## WORK REQUIRED
Copy out the rows word for word, starting at the line that contains "target: green foliage" and ending after the line that contains "293 52 L 301". Omit the pictures from your answer.

Shape labeling records
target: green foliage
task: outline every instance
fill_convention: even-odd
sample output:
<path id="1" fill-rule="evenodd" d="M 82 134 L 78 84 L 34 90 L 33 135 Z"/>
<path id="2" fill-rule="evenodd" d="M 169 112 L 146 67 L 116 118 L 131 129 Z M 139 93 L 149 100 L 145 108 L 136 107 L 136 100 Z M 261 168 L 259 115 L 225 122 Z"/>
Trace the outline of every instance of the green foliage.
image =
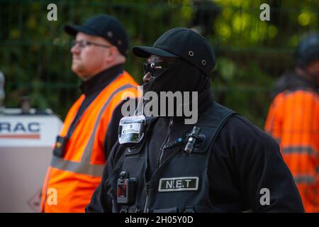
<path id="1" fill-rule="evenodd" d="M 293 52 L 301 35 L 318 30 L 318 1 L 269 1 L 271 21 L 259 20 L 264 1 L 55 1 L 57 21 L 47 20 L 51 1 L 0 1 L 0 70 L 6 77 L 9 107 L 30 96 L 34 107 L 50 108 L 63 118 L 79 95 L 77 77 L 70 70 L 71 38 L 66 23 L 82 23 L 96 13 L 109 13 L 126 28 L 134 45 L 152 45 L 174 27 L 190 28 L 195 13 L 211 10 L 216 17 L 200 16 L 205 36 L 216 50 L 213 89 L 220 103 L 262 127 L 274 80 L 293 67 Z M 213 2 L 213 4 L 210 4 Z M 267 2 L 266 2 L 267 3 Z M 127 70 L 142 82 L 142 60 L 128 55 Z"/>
...
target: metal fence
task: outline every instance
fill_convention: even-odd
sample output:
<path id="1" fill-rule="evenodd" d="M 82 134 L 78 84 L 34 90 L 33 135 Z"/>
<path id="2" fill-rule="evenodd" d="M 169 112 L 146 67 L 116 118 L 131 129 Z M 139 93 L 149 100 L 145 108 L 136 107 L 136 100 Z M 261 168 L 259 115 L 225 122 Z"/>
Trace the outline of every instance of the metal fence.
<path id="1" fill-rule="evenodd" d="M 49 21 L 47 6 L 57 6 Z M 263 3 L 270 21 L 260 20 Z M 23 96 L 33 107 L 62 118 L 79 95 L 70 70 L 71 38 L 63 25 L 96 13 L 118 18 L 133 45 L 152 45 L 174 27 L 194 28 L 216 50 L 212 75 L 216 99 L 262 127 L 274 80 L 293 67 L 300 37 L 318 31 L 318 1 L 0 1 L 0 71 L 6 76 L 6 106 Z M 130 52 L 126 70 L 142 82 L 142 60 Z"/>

## SOLUTION
target: green foliage
task: outline every instance
fill_convention: even-odd
sample output:
<path id="1" fill-rule="evenodd" d="M 82 134 L 78 84 L 34 90 L 33 135 Z"/>
<path id="2" fill-rule="evenodd" d="M 169 112 L 146 67 L 116 118 L 131 129 Z M 139 93 L 149 100 L 145 108 L 136 107 L 136 100 Z M 261 168 L 259 115 L 225 122 Z"/>
Trace the outline of every instance of the green foliage.
image =
<path id="1" fill-rule="evenodd" d="M 293 52 L 301 35 L 318 30 L 318 1 L 269 1 L 271 21 L 259 20 L 264 1 L 55 1 L 57 21 L 47 20 L 51 1 L 0 1 L 0 70 L 6 77 L 9 107 L 30 96 L 34 107 L 50 108 L 63 118 L 79 95 L 77 77 L 70 70 L 71 38 L 66 23 L 82 23 L 96 13 L 109 13 L 126 28 L 134 45 L 152 45 L 174 27 L 190 28 L 195 13 L 211 10 L 216 17 L 200 16 L 205 36 L 216 50 L 213 89 L 220 103 L 262 127 L 274 80 L 293 67 Z M 213 2 L 213 4 L 210 4 Z M 267 2 L 266 2 L 267 3 Z M 127 70 L 142 82 L 142 60 L 128 55 Z"/>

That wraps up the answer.